*** TEXT PASSAGE Section Begins ***

Glenn Reynolds makes this observation about the call for greater regulation in financial markets:
There is an argument, instead, for crunchy systems where problems are immediately obvious, instead of “soggy” ones where they are not. Regulation, etc., tends to make systems more soggy — which is good for you when FDIC insurance protects your savings, but bad for the system when FDIC insurance makes you not care about your bank’s balance sheet or loan portfolio.
A complexity is that even when we know there is a problem it doesn’t mean we know what to do about it. Our bodies seem more crunchy than soggy in this respect, and the easy availability of health care for the slightest perceived difficulty has had some negative consequences. The root solution seems to be more education so that we can learn to recognize and evaluate symptoms, as well as determining possible wise courses of action.
Such an education would not be merely in content – how to recognize bubbles, how to tell when a pitchman for a particular investment is telling the truth, how to evaluate companies or the prospects of various commodities – but also in attitude. If we hear, “The market lost 10% of its value today,” how ought we to feel? Should we panic? Should we rejoice because we now have a buying opportunity?

*** TEXT PASSAGE Section Ends ***
*** INFORMATION Section Begins ***

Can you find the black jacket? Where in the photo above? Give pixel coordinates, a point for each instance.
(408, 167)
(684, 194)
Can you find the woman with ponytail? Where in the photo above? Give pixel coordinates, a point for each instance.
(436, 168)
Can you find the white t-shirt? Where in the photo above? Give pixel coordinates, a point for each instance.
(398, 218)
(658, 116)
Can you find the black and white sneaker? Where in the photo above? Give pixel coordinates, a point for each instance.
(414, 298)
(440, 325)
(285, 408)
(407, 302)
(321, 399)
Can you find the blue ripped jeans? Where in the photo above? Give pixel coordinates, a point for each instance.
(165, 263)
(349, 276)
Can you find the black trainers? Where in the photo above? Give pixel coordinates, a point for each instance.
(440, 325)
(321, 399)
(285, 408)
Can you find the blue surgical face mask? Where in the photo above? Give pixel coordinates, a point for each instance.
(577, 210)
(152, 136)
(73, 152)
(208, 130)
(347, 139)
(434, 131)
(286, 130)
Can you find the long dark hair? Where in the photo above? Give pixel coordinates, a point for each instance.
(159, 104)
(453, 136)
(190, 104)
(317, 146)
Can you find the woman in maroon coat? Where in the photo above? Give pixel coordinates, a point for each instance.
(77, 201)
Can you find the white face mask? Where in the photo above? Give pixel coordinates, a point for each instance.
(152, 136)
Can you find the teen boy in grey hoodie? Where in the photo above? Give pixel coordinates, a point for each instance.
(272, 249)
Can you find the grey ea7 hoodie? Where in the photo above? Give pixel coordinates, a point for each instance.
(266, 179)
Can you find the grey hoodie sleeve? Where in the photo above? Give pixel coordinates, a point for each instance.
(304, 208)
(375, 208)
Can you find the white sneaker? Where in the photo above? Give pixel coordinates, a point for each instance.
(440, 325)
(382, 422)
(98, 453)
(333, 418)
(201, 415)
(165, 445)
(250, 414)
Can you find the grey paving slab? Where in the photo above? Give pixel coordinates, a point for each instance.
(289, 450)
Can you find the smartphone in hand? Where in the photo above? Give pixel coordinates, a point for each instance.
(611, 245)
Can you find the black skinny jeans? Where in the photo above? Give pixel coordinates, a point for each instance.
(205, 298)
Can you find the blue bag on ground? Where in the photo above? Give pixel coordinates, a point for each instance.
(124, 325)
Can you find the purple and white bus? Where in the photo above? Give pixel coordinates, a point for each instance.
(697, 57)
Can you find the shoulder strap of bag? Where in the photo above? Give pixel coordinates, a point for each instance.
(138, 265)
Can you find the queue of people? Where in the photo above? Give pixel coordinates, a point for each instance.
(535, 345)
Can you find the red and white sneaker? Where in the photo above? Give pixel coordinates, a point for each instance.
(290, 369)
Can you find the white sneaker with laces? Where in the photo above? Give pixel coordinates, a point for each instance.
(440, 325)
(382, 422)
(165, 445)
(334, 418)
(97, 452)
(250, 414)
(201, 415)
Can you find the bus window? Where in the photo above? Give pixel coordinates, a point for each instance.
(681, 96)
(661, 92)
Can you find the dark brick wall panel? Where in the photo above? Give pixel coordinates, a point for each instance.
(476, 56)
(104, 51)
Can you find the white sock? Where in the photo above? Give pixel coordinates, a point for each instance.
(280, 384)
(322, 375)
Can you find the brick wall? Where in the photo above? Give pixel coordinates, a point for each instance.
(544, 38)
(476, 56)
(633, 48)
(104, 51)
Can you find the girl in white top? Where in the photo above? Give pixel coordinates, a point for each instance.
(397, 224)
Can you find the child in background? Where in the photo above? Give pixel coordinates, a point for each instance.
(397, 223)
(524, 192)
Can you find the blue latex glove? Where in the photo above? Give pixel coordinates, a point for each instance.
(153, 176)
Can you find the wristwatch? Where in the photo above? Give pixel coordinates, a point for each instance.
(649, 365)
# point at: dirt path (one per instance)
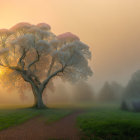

*** INFORMATION Section Ends ***

YOUR GOAL:
The text above on financial regulation gives examples of what an education "merely in content" would teach. List all of them.

RESPONSE TO THIS EXERCISE:
- How to recognize bubbles
- How to tell when a pitchman for a particular investment is telling the truth
- How to evaluate companies or the prospects of various commodities